(Location identification items)
↓

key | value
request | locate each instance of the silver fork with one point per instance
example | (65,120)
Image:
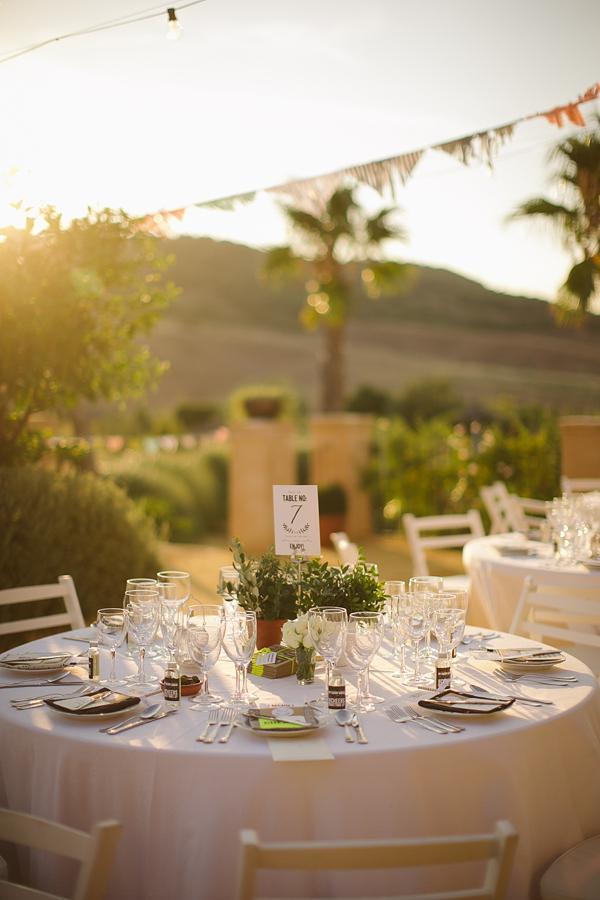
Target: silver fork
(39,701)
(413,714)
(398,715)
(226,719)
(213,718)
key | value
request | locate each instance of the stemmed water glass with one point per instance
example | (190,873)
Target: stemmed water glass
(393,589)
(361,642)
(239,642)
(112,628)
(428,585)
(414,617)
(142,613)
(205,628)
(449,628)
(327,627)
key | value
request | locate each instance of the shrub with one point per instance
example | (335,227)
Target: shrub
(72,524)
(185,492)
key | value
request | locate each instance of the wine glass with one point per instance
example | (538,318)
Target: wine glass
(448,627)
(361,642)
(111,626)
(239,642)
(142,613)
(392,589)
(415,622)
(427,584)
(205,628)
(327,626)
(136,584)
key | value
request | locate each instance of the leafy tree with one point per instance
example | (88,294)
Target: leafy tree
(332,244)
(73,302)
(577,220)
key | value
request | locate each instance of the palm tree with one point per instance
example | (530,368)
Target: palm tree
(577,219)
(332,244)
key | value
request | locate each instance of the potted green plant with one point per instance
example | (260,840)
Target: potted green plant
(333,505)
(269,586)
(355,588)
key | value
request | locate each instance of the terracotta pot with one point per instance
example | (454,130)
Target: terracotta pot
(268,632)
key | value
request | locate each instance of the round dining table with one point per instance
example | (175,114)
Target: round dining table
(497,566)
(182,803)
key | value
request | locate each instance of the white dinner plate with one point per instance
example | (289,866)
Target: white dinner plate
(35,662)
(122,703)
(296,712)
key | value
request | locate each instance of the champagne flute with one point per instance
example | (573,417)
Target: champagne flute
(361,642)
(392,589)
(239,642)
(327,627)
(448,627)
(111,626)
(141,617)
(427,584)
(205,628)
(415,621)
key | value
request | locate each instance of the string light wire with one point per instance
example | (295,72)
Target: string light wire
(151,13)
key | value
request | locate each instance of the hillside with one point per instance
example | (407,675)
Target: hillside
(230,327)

↑

#### SET EXERCISE
Reproduce each line of the records exactly, and omit every picture.

#### REPLY
key | value
request | locate each instance of the silver fork with one point per instance
example | (65,120)
Image:
Target: silver fork
(39,701)
(413,714)
(398,715)
(226,719)
(213,718)
key | value
request | locate each instance of the stemmed water glass with one point per instance
example | (190,873)
Target: stemmed water glass
(393,589)
(361,642)
(239,642)
(112,628)
(428,585)
(414,617)
(142,613)
(205,628)
(449,628)
(327,627)
key | value
request | locate each instance of the shrub with one point per instance
example | (335,227)
Target: shrub
(72,524)
(185,492)
key | value
request | locate each instance of the wine glass with one point per instance
example | (538,318)
Target: wine glass
(448,627)
(361,642)
(111,626)
(239,642)
(142,613)
(392,589)
(415,622)
(427,584)
(205,628)
(327,626)
(136,584)
key | value
request | locate each instance of the leafy tree with one point per instance
example | (88,294)
Target: leafy tree
(332,244)
(73,302)
(577,220)
key | value
request | locate each instance of the palm tree with one point per instance
example | (530,368)
Target: palm tree
(577,219)
(332,244)
key | value
request | locate each instance of the potted green plant with one point per instance
example | (260,840)
Target: potted green plant
(333,505)
(269,586)
(355,588)
key | value
request | locate each instance of the terracotta pot with one point per instance
example | (454,130)
Target: terracotta pot
(268,632)
key | value
request | locate each instance of the round dining table with one point per instance
example | (175,114)
Target: round dining table
(497,566)
(182,803)
key | value
request | locate each instance of the white dinner plate with one point per instance
example | (289,866)
Target: white dinner plate
(35,662)
(122,703)
(296,712)
key | value
request | locate each instance of the champagne flute with one point per instance
example | (573,417)
Target: champagne flute
(361,642)
(392,589)
(239,642)
(327,627)
(448,627)
(111,626)
(141,617)
(427,584)
(205,628)
(415,621)
key | value
request | locate each instance of the string light wire with one point per instance
example | (295,72)
Target: string light wire
(151,13)
key | value
request | locate each instance of the hillside with one point per instance
example | (407,675)
Target: hillside
(230,327)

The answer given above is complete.